Copy every line of the records below verbatim, and leave the pictures out of your copy.

_Recorded data_
##############################
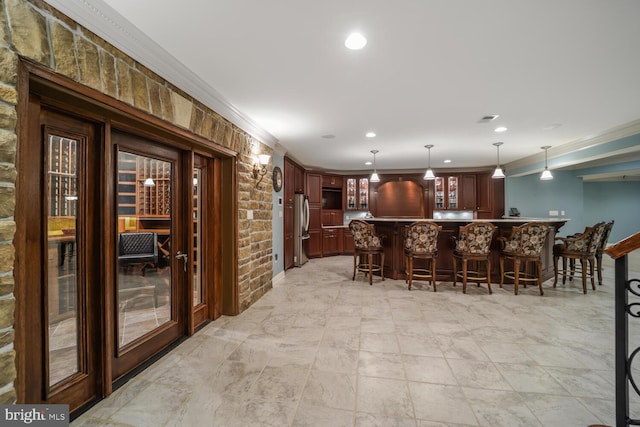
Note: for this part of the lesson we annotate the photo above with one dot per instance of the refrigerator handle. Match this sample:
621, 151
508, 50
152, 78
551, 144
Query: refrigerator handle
306, 215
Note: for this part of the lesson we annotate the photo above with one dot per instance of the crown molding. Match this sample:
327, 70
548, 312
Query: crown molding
608, 136
100, 18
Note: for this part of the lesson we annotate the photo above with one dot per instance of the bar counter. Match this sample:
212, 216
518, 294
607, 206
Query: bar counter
392, 231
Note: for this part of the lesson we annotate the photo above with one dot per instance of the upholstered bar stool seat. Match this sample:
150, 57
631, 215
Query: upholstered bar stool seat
581, 247
473, 245
368, 256
524, 245
421, 242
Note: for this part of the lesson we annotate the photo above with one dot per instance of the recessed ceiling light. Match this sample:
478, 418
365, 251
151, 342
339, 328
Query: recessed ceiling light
355, 41
488, 118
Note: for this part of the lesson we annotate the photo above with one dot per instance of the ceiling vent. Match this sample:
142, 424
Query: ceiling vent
489, 118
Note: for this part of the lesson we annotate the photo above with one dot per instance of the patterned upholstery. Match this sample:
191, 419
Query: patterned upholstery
422, 237
581, 247
367, 244
473, 244
527, 239
421, 242
364, 235
475, 238
525, 243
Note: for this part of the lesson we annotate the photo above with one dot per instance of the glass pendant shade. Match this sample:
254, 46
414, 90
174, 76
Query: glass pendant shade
498, 173
428, 175
374, 175
546, 173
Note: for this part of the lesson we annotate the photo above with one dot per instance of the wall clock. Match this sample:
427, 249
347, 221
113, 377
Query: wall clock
277, 179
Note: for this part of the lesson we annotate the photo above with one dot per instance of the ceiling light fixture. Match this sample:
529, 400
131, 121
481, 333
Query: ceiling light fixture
498, 172
428, 175
355, 41
546, 173
374, 175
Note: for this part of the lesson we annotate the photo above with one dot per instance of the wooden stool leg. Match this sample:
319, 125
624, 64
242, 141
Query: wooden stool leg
354, 266
433, 273
516, 274
489, 275
539, 268
584, 275
464, 275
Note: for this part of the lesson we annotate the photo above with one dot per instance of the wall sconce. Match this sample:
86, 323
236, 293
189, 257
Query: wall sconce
546, 173
260, 167
428, 174
498, 172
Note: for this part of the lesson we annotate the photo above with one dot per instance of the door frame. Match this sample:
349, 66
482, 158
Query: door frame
59, 92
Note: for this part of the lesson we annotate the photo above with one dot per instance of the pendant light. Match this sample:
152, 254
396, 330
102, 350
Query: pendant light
498, 172
546, 173
374, 175
428, 175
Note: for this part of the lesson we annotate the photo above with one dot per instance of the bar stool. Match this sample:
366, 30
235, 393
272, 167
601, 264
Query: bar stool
421, 242
473, 244
525, 244
601, 248
367, 243
581, 247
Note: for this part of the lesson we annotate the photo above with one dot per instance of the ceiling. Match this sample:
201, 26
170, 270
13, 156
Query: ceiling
555, 71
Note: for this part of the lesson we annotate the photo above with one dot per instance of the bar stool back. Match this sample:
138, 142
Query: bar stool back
525, 244
367, 244
473, 244
421, 242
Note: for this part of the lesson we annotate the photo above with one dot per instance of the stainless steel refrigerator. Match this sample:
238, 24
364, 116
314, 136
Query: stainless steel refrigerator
300, 228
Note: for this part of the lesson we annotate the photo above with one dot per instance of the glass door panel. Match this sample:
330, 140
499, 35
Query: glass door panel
198, 297
62, 294
144, 245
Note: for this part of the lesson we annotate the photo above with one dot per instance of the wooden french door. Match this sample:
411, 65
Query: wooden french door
153, 255
61, 252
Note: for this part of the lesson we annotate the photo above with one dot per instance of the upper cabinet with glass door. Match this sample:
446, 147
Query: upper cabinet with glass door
357, 194
447, 193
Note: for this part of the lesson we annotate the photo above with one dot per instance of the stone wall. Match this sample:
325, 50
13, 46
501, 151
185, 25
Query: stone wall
35, 30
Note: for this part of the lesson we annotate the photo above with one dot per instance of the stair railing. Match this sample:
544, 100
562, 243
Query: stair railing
624, 310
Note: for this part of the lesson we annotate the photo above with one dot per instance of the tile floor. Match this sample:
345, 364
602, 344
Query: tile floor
322, 350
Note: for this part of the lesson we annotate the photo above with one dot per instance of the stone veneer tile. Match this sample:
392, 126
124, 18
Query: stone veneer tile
182, 108
28, 31
140, 90
125, 90
64, 58
108, 73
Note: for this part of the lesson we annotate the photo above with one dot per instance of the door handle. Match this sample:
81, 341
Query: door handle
184, 258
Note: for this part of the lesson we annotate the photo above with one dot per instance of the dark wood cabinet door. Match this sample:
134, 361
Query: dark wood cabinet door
468, 192
314, 188
298, 180
483, 193
314, 244
289, 181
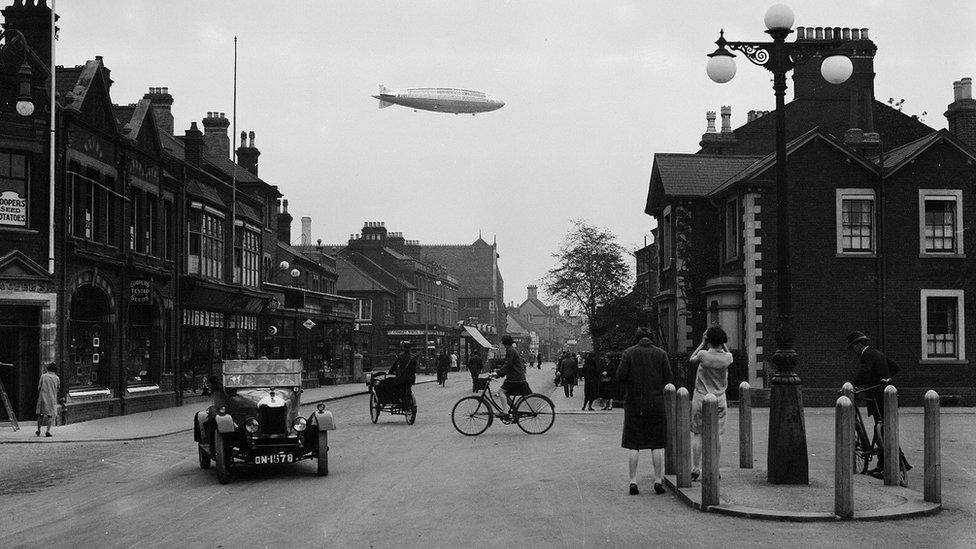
##############################
_Exercise output_
Note: for this part of the lesson we annotate the photo above with one dot per instance of the refrigerator handle. Match this sample:
621, 151
508, 50
152, 78
551, 144
Query: refrigerator handle
306, 215
Note: for this part of the lesson we annotate the photo above with one dot per instance of the crown molding. Match this sample:
327, 70
548, 312
Query: crown molding
608, 136
100, 18
Note: for this part of the lesson we annotate the photo above with one dot per instance of the bar counter. Match this sample:
212, 216
518, 294
607, 206
Query: bar counter
392, 231
Note: for this part of the lesson we annotate the photo above with one dot per instance of the upholstered bar stool seat. Match this sample:
150, 57
631, 215
Query: upholstered bar stool seat
581, 247
473, 245
368, 256
524, 245
421, 242
Note: for this part of the lesson we annotate the photo above with one dot per instance of the recessed ceiling light. Match this sample:
478, 418
365, 251
151, 342
339, 328
Query: recessed ceiling light
355, 41
488, 118
Note: for this part of the lesson we annotate the photo above with one dot per instance of the ceiling vent. Match this sample:
142, 424
Query: ceiling vent
489, 118
Note: for this part of the lesson we annotate the photo above with one dot per instance of the patterned upholstery. Match this sample:
191, 419
Query: patterned upholstery
422, 237
581, 247
367, 244
473, 244
527, 239
421, 242
364, 235
475, 238
525, 243
Note: for this part of the lesson we annotate the photo above with one dot per instance of the glass pendant shade. Match this sample:
254, 46
414, 90
174, 76
Query: glass pendant shade
498, 173
428, 175
374, 175
546, 173
Note: for this part of the lesson we annotate the photo above with one dot per instance of the wall clock. Match this sample:
427, 249
347, 221
113, 377
Query: wall clock
277, 179
Note: for this part of the lesson we annotate the photo above with one dot per instance of the ceiling light fixture. Match this sample:
529, 400
131, 121
481, 333
Query: ceiling light fixture
498, 172
428, 175
355, 41
546, 173
374, 175
Note: for this part of the lesson we annotate the photo above with one dot per instance of the wooden stool leg. Match this sample:
319, 125
624, 64
242, 141
Query: wooden stool leg
354, 266
433, 273
516, 274
489, 275
539, 268
584, 275
464, 275
Note: for this part of the lesson we annotate the photo above with one dot per instance of the wall sconce. Match this sample:
86, 323
236, 293
189, 257
Query: wall sconce
546, 173
260, 167
428, 174
498, 172
Note: for this part of the lesson we annotate the photo above with one dot per instance of the door frame. Match this sample:
349, 66
482, 158
Query: door frame
59, 92
Note: for this part of the lesson we annotate the photo above with one dot per instance of the pendant light. Match this sample:
152, 254
396, 330
102, 350
Query: pendant light
498, 172
546, 173
374, 175
428, 175
Note: for this part of the lesson we annotate the photo above with one dot per instance of the bar stool. Match this sample:
366, 30
235, 393
272, 167
601, 264
Query: bar stool
421, 242
473, 244
525, 244
601, 248
367, 243
581, 247
Note: for this part of the lesson we annotate the photo above with one dot per instance of the ceiling. Match this sample:
201, 26
170, 270
13, 156
Query: ceiling
555, 71
Note: for this part of the lesson we annotate the photo above with one dot per instance of the bar stool back. Match this sample:
138, 142
Query: bar stool back
525, 244
367, 244
473, 244
421, 242
Note: for this part of the lesson we annotate the photo above with one dot per instance of the stainless steel refrigerator. Match this sample:
238, 24
364, 116
314, 136
Query: stainless steel refrigerator
300, 228
Note: for this part of the lesson we annotate the photo above with one dot per instance of the glass door panel. Match this sample:
330, 140
499, 35
Query: glass door panel
198, 297
62, 294
144, 245
Note: for this part of the lesson we annotate the photo above with one dot per instance of the wooden french door. Match this sample:
411, 65
Query: wooden french door
153, 255
61, 252
Note: for this part of the lesson we annotate the photo above with one dot per instance of the upper cabinet with glass door. Match this sample:
446, 147
Query: upper cabinet with glass door
357, 194
447, 193
Note: for this part of the lesson we annotate the photo above with one dot per instance of the stone wall. Match this sample:
325, 50
13, 46
501, 151
185, 25
Query: stone wall
35, 30
Note: for this part of the lesson we annotate the photo above with one dot per instance of the stair railing. Match this sample:
544, 100
562, 243
Query: stair railing
624, 310
Note: for this part of the lesson we annotate the photo above with one dot per instance of the tile floor. Match this sample:
345, 364
602, 344
Query: tile floor
322, 350
Note: for this part of the lesson we annotate the photo above with one dot per instance of the stone veneer tile. Match this sample:
392, 126
124, 18
Query: stone veneer tile
182, 108
28, 31
140, 90
125, 90
64, 58
108, 73
Note: for this part of the lesson we annotate the photo above with one dot per instance of the door handle. Match this sample:
81, 341
Query: door handle
184, 258
Note: for this part of the lesson we annotate the photo above with one dot per instance of the dark wood cabinet door. Match this sample:
134, 361
Query: dark wood cabinet door
468, 192
314, 188
298, 180
483, 193
314, 244
289, 181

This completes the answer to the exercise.